**Selected text:**
Welcome to my new blog. I’ll begin by telling you a story:
When I was eight years old, I undertook the hardest hike of my life, a seven-mile roundtrip trek up and down 2,000 feet of High Sierra granite to the top of Nevada Falls.
My dad had suggested the hike the night before while we were sitting by our campfire in Yosemite Valley. “We could just give it a try, see how far we can go,” he said. And then, as if to seal the deal, he added: “You know, the best tasting water in the world is at the top of Nevada Falls.”
I remember thinking I really wanted to do it. I also remember knowing in my bones that I could not possibly hike that far.
We set out the next morning, taking it slow, making our way skyward through pines and cliffs. The trail was steep, and I soon grew tired. But I kept putting one foot in front of the other, and at some point it dawned on me that I was going to make it. All it took was to keep going—one step at a time.
When we arrived, we had to raise our voices to speak over the roaring water; clouds of spray filled the air and far below stretched the glorious Yosemite Valley. We ate lunch on a granite slab a few yards past the top of Nevada Falls.
My dad dipped his canteen into the river, and we drank the pure mountain snowmelt. And, he was right, it did have an exquisite taste which was heightened by the satisfaction of having achieved something I thought was impossible.
Twenty-five years later, when my dad was dying, I returned to Nevada Falls. I wanted to bring him a canteen filled with the best water in the world. But when I reached the top of the falls, I found a sign reading:
Caution: Contaminated water.
Do not drink.
My dad died more than 20 years ago, but I can’t forget that sign. For me, it represents how much of the natural world we have lost.
We live in the strangest of times, an unprecedented era of human-caused extinctions. Whales and rain forests and condors and tigers and wetlands are disappearing—just like the river from my childhood at Nevada Falls.
As a species, Homo sapiens face a daunting task to preserve as much of Earth’s biodiversity as possible as we navigate what biologist E. O. Wilson calls “a bottleneck of overpopulation and overconsumption.” What humans do in the next few decades will determine how much of the richness of Earth’s life makes it through to the other side.
At times, it seems like an impossible task. But like so many others, I am determined to do what can be done, to keep moving up the mountain one step at a time, to remember the river.

**Information shown:**

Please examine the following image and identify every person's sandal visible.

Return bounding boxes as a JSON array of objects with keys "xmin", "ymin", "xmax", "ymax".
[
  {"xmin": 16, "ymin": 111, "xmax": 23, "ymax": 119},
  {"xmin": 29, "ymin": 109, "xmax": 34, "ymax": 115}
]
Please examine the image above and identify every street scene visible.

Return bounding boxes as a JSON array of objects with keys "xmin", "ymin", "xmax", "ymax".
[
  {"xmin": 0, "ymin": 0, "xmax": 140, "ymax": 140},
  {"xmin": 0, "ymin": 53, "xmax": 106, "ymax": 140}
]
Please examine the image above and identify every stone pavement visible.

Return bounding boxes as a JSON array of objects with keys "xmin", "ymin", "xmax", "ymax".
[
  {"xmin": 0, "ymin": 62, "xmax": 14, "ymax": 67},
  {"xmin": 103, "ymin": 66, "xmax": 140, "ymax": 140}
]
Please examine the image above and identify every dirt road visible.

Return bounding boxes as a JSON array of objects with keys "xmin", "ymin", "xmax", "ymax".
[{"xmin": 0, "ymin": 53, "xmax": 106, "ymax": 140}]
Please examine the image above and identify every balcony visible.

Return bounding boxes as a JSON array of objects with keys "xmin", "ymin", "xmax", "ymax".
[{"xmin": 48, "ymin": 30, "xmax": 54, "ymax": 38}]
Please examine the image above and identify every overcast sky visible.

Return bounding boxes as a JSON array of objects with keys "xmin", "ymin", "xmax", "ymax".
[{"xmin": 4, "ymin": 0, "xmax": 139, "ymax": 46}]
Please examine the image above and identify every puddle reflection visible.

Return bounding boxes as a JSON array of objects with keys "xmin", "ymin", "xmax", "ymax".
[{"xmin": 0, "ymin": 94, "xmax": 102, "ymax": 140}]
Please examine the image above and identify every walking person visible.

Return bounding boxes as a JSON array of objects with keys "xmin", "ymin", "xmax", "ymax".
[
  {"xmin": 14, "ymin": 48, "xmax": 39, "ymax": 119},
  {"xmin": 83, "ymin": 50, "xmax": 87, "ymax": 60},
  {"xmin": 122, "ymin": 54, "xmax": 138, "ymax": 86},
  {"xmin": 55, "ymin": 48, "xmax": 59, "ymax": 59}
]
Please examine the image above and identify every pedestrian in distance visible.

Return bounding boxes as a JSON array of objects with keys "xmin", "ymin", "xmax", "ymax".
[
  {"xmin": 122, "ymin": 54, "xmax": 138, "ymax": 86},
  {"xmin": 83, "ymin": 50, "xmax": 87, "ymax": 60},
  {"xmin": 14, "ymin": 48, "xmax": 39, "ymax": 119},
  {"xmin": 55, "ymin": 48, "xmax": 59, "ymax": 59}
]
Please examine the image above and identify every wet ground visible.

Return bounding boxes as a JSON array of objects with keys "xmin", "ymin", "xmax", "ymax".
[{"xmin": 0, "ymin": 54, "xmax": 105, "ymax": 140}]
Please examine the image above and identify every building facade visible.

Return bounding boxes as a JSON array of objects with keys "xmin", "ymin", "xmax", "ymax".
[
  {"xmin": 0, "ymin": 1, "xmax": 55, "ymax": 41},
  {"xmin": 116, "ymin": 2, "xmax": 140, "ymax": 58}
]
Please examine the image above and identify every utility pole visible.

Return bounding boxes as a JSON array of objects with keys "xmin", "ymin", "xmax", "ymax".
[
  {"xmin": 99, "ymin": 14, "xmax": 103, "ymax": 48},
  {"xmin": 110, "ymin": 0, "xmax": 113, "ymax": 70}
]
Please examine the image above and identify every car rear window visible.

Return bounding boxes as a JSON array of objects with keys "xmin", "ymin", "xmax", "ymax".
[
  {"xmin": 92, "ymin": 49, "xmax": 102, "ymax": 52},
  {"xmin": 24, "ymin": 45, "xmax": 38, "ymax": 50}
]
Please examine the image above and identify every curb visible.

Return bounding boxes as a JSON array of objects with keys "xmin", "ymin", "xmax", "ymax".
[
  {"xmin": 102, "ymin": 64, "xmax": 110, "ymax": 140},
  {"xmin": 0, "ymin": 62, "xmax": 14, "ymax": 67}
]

**Exercise tasks:**
a) List the things the blog post names as disappearing, not counting the river it compares them to.
b) Reproduce the stretch of the blog post from "Twenty-five years later, when" through "Do not drink.".

**Solutions to the exercise:**
a) Whales, rain forests, condors, tigers, wetlands

b)
Twenty-five years later, when my dad was dying, I returned to Nevada Falls. I wanted to bring him a canteen filled with the best water in the world. But when I reached the top of the falls, I found a sign reading:
Caution: Contaminated water.
Do not drink.